*A block of data*:
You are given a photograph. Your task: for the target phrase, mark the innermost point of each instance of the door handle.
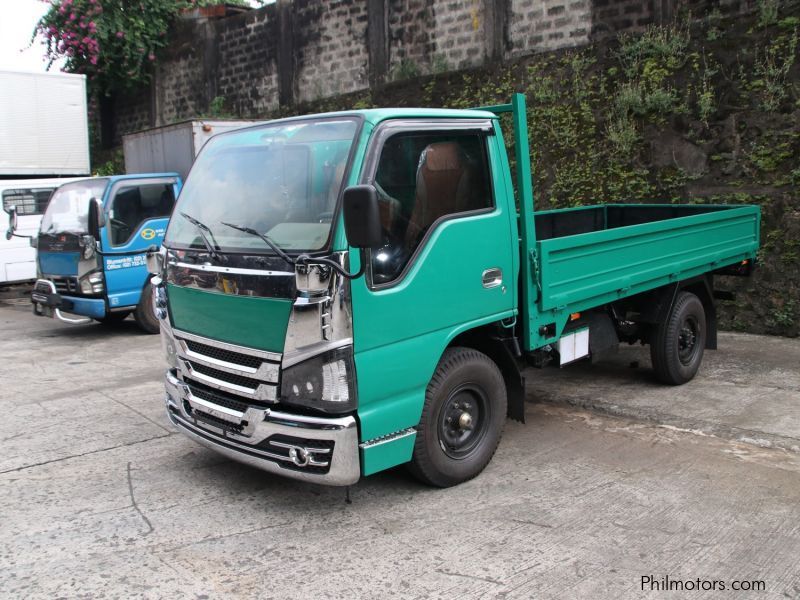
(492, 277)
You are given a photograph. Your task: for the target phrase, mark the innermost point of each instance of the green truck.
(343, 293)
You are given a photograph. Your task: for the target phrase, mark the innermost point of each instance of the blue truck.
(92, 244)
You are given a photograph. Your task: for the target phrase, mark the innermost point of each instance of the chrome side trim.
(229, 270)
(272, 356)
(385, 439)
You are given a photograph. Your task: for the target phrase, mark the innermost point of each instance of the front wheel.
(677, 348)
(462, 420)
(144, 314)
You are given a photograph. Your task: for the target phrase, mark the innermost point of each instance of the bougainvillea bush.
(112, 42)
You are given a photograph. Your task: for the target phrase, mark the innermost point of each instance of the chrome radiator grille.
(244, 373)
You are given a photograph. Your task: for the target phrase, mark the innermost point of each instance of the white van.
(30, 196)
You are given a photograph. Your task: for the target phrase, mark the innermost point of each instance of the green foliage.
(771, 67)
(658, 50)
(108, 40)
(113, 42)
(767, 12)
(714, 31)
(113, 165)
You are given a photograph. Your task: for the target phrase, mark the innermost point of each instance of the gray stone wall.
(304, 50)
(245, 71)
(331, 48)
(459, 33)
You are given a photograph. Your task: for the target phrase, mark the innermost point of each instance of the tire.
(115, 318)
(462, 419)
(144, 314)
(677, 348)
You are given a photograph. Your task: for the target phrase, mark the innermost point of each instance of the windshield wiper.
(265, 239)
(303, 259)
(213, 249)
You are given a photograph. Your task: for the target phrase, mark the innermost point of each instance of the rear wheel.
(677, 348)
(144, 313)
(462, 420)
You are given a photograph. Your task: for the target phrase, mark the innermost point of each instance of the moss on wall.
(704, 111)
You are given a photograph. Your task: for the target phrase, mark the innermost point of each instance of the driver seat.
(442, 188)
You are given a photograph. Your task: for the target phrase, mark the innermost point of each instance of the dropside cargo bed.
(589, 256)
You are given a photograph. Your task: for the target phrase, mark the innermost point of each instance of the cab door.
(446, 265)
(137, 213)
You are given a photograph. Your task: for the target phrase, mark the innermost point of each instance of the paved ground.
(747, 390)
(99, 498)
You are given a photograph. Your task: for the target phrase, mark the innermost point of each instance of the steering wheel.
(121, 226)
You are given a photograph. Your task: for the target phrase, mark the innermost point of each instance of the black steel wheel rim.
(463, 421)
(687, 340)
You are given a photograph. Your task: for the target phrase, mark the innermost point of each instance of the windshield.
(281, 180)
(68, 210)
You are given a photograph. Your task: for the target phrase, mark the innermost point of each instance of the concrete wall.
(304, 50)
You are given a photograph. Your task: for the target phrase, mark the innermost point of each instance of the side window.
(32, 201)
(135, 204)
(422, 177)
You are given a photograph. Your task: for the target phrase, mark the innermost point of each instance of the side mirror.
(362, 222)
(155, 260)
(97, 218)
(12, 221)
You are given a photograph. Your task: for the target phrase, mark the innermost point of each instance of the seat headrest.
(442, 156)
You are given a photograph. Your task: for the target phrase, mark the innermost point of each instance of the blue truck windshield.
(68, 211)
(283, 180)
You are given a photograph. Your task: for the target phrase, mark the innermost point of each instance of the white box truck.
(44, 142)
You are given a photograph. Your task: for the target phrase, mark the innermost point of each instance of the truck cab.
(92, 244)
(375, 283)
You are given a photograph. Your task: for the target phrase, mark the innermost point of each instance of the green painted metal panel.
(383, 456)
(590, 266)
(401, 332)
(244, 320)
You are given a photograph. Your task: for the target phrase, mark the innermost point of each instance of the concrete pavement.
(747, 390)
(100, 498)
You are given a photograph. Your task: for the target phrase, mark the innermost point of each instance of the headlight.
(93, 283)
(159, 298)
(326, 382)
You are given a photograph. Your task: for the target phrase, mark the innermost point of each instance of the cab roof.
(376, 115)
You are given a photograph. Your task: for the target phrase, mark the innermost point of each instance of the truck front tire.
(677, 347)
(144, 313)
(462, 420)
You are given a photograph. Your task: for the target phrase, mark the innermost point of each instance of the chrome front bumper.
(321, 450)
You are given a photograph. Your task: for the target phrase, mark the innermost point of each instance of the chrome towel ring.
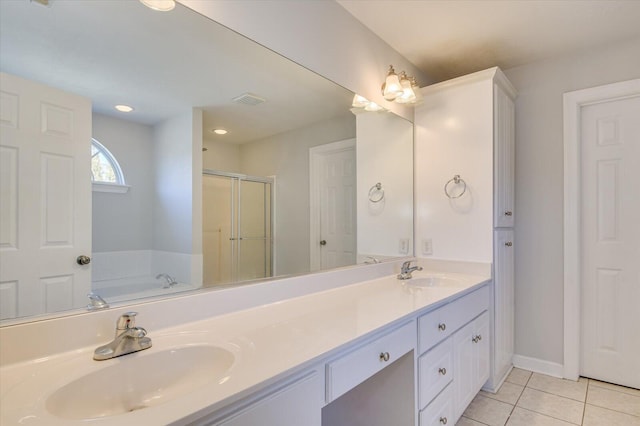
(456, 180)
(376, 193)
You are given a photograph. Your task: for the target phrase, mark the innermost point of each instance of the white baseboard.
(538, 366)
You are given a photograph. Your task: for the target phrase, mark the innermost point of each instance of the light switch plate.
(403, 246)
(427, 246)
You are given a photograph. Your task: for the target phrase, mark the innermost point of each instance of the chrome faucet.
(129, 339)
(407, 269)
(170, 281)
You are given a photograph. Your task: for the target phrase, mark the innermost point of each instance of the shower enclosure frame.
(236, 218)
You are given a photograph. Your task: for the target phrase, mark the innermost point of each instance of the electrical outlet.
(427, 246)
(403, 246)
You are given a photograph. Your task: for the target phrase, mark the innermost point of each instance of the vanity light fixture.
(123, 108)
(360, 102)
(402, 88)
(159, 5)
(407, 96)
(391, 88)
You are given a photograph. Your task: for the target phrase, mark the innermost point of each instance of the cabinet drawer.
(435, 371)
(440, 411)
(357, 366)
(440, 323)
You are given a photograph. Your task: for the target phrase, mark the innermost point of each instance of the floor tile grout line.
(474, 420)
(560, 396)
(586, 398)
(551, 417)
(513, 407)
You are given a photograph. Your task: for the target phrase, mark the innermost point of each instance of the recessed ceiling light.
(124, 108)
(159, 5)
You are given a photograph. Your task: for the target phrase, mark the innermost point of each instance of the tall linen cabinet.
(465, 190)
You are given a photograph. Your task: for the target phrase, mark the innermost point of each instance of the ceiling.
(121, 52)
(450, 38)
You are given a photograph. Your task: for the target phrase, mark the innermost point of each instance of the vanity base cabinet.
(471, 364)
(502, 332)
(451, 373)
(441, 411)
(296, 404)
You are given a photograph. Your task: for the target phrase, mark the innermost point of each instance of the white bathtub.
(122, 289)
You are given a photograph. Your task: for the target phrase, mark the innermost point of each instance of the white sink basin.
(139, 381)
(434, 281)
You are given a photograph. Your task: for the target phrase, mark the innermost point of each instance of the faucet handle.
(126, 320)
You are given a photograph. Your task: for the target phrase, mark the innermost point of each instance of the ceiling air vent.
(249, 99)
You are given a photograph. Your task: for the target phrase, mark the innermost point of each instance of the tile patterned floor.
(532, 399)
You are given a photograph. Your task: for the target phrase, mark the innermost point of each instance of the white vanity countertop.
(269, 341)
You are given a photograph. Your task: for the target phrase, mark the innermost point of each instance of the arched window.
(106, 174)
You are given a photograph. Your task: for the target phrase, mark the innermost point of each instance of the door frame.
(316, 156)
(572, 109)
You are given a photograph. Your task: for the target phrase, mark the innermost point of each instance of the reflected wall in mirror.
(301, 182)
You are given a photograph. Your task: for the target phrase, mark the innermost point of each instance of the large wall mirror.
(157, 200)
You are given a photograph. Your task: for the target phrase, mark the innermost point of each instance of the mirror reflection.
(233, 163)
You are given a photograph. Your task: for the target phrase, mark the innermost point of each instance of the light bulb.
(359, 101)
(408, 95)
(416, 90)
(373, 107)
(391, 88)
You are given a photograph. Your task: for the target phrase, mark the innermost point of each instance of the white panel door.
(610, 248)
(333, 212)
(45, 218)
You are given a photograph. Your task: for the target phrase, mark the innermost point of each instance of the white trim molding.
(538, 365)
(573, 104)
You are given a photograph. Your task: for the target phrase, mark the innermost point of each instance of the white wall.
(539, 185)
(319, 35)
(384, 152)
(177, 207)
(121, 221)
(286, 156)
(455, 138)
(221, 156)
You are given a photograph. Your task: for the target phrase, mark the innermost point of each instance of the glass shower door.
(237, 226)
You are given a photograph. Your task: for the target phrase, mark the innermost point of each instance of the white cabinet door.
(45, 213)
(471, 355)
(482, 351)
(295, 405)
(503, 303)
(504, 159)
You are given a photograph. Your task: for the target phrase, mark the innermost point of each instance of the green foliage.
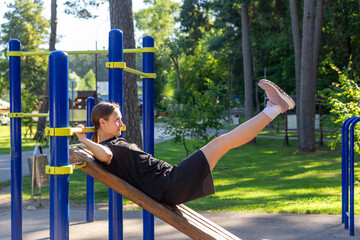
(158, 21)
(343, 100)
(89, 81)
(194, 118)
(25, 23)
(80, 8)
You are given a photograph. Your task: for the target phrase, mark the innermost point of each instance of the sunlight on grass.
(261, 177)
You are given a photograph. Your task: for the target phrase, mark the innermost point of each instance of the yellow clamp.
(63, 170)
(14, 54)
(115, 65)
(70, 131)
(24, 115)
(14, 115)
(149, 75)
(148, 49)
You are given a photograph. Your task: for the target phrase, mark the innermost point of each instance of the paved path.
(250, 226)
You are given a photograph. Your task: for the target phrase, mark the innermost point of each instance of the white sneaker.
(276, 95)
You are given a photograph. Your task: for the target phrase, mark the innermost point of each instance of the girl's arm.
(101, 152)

==

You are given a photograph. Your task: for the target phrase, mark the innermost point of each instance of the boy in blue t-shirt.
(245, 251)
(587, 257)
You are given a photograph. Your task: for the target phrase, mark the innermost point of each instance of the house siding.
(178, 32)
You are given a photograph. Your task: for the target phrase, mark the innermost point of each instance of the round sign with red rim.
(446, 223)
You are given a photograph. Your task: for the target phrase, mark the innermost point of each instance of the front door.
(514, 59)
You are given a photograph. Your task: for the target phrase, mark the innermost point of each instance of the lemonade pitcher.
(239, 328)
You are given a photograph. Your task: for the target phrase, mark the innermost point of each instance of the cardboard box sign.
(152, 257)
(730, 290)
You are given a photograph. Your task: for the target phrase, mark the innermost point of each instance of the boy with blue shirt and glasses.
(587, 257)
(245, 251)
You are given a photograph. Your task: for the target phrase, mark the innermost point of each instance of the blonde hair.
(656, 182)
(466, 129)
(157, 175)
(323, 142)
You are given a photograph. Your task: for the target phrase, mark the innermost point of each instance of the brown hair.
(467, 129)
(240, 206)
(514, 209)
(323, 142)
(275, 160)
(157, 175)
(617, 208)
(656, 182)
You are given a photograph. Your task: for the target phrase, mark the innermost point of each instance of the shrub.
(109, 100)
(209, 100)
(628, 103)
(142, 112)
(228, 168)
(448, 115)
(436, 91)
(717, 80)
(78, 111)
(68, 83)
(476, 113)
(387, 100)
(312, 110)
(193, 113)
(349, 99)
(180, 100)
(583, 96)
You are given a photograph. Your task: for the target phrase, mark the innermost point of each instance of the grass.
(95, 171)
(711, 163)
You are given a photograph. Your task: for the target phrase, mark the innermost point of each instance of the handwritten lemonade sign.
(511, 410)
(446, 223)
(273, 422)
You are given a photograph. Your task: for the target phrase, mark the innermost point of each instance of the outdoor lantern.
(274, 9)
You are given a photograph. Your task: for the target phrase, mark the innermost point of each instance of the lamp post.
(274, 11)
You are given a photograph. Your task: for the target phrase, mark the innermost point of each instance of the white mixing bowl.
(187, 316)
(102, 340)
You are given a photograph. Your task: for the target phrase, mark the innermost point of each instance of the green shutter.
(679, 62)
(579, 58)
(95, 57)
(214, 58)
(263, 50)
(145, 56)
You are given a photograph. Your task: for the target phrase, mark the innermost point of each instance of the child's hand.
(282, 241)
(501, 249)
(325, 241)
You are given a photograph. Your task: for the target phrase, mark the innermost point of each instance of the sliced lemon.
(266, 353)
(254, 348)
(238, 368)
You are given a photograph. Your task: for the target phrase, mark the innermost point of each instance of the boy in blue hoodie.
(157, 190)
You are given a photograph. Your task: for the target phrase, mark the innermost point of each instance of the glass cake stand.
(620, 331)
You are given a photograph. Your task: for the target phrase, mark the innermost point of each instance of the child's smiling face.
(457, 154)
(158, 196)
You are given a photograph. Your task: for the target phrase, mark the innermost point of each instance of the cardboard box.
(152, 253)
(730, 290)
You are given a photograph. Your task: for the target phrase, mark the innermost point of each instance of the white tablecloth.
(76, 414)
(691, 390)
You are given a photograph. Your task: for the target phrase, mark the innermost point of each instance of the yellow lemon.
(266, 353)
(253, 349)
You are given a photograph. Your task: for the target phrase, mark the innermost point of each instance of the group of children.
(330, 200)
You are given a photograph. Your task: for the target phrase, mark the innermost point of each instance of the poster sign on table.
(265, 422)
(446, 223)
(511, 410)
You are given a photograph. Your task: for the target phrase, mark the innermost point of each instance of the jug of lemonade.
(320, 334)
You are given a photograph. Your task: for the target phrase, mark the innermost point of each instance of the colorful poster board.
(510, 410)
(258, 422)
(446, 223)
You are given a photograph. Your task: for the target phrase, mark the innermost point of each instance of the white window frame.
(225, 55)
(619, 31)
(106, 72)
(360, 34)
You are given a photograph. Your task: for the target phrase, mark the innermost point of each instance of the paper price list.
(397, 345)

*EXERCISE DIRECTIONS*: Collect every line of the listing above that contains the string "seat". Case counts.

*SOLUTION FOR THIS PROBLEM*:
You are given a photograph. Your task: for the target phrase, mark the innermost point of each instance of the driver seat.
You are given a photograph. Your task: for the target phrase, mark the innermost point of each instance of the seat headrest.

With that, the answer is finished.